- Texto do exercício:
O meu filho tem 12 anos e tem fibrose quística, a mais comum das doenças raras, que há duas semanas invadiu a casa dos portugueses, mas que há uma década invadiu a minha.
Todos os dias o meu filho toma pelo menos 31 comprimidos, aos quais têm de se somar os antibióticos preventivos. E isso porque está bem. Porque a doença parece estar controlada. Além disso, faz fisioterapia respiratória diária sozinho, e acompanhado uma vez por semana. E faz vaporizações com medicamentos todos os dias pela manhã. Porque está bem. A cada dois meses é acompanhado com imenso carinho e atenção no Hospital de Santa Maria. Não há falhas, folgas, desvios, esquecimentos. No dia em que a minha mãe morreu, tudo foi feito com o mesmo rigor. Não nos permitimos descansos, porque em causa está a vida dele – e a nossa.
Os portugueses tomaram conhecimento da doença ao perceber que uma jovem de 24 anos decidira romper o silêncio para aceder a um medicamento inovador que pode melhorar a qualidade de vida dos doentes com fibrose quística. Há 375 crianças e jovens em Portugal que têm o mesmo direito. E sabem porque são crianças e jovens? Porque esta é a parte que custa aos pais dizerem em voz alta, embora seja aquela que não os abandona nunca: porque estes doentes morrem cedo. A esperança média de vida é de 40 anos. Há poucas décadas era de dez anos. Ou seja, se tivesse nascido quando eu nasci, o meu filho já não estaria vivo.
Diz-se que não há uma palavra para os pais que perdem os filhos, que nenhum pai está preparado. E os pais que vivem a saber que cada dia a mais é também um dia a menos, porque esta doença é degenerativa e progressiva? Há dez anos, desde que foi feito o diagnóstico, que este é o nosso tabu diário: o luto precoce e quotidiano. Que nome me dão? Esta é uma doença que não o afeta apenas a ele, mas a toda a família. Todos temos fibrose quística – e no nosso caso não nos atacou os pulmões, o pâncreas ou o fígado, como a ele, mas o coração.

- Material de origem:
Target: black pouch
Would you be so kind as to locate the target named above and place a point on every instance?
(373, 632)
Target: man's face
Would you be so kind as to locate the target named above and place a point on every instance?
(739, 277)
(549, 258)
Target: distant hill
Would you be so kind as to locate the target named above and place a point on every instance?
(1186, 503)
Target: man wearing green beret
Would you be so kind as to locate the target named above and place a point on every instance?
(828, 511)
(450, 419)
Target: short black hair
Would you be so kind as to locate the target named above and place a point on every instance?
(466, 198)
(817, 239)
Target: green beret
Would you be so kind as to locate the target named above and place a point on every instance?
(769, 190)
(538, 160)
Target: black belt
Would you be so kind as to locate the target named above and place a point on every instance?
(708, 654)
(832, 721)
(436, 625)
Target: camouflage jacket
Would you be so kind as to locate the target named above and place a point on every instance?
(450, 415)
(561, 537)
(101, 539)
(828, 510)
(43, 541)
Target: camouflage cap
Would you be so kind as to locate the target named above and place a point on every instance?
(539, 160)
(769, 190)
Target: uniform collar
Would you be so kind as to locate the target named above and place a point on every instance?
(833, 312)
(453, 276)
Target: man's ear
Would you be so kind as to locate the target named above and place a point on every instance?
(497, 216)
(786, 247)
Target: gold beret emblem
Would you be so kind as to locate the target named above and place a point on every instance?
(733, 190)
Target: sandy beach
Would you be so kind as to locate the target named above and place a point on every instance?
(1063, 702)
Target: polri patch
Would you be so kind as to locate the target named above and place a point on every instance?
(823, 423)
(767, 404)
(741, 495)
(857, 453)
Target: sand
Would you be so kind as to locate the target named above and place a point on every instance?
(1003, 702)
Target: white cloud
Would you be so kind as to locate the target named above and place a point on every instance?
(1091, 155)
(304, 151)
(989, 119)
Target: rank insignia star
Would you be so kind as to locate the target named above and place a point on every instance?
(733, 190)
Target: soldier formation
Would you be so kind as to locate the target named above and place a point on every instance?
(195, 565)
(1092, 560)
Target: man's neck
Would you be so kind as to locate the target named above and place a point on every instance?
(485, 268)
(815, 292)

- Tarefas:
**1.** Segundo o texto sobre a fibrose quística, qual é atualmente a esperança média de vida destes doentes?
**2.** Prossiga o texto sobre a fibrose quística a partir da última frase apresentada.
As linhas não têm qualquer papel nesta parte.

- Respostas por tarefa:
**1.** A esperança média de vida é de 40 anos.

**2.**
O meu filho é raro e especial, como são todos os filhos amados. Eu e o pai dele fomos os transmissores de um gene alterado que lhe condiciona a vida, e cabe-nos a nós tudo fazer para minimizar tão grande dano. É por isso que me exponho, às críticas, aos comentários, aos olhares. Os pais partilham os triunfos dos filhos e é por isso que aqui estou: para partilhar o triunfo de o meu filho ter 12 lindos anos.
Mas nós queremos mais, muito mais. Há duas semanas, pediram-lhe que ele escolhesse uma palavra. Escolheu “longevidade”. Disse que não sabia muito bem o que era, mas foi a que lhe saiu. Quando me contaram, faltou-me o ar, o ar que tentamos que não lhe falte a ele e que já rareia à Constança. O mundo parou devido à pandemia de um vírus respiratório porque as pessoas têm medo de morrer sem ar. Há 12 anos que o meu mundo é coxo devido a uma doença respiratória. Porque tenho medo de que ele morra sem ar.
Pouco tempo depois de ter conhecido o diagnóstico do meu filho, fui a um concerto na Culturgest em honra de uma adolescente que morrera com fibrose quística. Os pais eram músicos e tocaram para a homenagear. Estava cheio. De pais, mães, médicos, avós, tios, amigos. Chorámos todos, porque não é suposto os pais tocarem pela filha morta. Não há música que nos embale. O meu filho é feliz e diz entusiasmado que quer ser pai. Eu quero ser mãe.